Keep to one stretch of the data below, the lines from the one with "In the image above, where exactly is the yellow" up to and including the one with "In the image above, where exactly is the blue", and return that stretch exactly.

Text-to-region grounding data
☆ ☆ ☆ ☆ ☆

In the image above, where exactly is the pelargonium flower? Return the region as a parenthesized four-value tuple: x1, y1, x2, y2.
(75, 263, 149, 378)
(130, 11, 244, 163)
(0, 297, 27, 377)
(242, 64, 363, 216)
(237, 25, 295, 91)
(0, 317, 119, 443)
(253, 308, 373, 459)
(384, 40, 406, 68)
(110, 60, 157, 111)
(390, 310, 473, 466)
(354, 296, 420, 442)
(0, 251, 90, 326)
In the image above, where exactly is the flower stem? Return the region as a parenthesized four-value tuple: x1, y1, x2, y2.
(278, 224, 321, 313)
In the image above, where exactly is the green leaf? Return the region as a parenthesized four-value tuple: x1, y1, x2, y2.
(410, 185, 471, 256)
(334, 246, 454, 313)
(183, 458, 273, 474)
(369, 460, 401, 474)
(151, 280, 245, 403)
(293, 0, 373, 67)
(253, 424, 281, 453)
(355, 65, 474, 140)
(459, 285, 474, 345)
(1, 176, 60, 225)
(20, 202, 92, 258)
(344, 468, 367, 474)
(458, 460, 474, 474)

☆ ☆ ☆ ☆ ☆

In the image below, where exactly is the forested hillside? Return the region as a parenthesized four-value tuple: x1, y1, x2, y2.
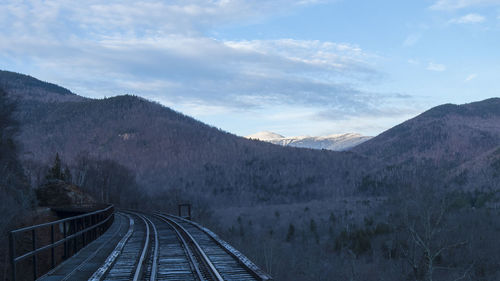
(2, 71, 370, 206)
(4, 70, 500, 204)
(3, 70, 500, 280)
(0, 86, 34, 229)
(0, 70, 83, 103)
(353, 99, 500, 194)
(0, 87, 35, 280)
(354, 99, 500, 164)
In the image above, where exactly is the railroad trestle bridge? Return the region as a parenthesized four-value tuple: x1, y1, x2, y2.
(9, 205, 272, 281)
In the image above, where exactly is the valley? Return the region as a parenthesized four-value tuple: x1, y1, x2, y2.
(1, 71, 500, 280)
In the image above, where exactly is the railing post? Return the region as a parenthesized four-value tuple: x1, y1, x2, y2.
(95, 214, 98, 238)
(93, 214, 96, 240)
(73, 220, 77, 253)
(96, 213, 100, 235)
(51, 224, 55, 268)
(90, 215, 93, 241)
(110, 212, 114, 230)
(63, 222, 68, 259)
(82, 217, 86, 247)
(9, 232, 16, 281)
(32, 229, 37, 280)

☆ ☆ ☆ ☆ ☆

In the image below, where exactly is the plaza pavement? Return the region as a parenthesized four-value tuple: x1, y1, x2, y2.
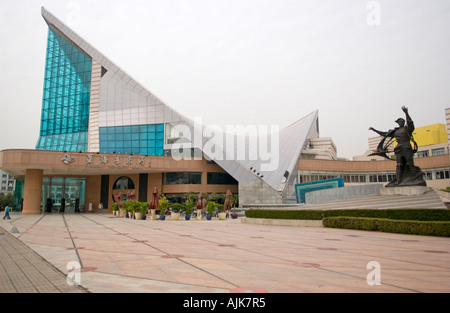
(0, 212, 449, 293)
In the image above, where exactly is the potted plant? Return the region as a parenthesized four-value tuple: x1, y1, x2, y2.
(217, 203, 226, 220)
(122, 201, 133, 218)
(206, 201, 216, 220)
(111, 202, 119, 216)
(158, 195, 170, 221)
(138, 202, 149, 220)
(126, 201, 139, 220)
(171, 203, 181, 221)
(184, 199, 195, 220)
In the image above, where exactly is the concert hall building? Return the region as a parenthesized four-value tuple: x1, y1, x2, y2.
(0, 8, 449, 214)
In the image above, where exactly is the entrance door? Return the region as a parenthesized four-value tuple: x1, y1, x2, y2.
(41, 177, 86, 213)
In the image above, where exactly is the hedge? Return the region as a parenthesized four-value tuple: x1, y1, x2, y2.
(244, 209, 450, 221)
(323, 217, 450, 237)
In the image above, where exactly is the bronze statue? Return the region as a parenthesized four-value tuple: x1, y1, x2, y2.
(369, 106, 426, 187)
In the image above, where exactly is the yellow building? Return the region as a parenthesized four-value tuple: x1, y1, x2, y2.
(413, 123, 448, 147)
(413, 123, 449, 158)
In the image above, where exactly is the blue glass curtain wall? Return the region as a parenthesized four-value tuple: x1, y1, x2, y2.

☆ ☆ ☆ ☆ ☆

#### RESULT FOR THIS TASK:
In the image above, where exactly is the yellow building? Return the region as a parenthesized four-value tuple: x1, y1, x2, y2.
(413, 123, 448, 147)
(413, 123, 449, 158)
In the image above, where exactly is the blue glass curtain wall? Return the region as a parenthesized four-value tuple: x1, y1, x2, y2.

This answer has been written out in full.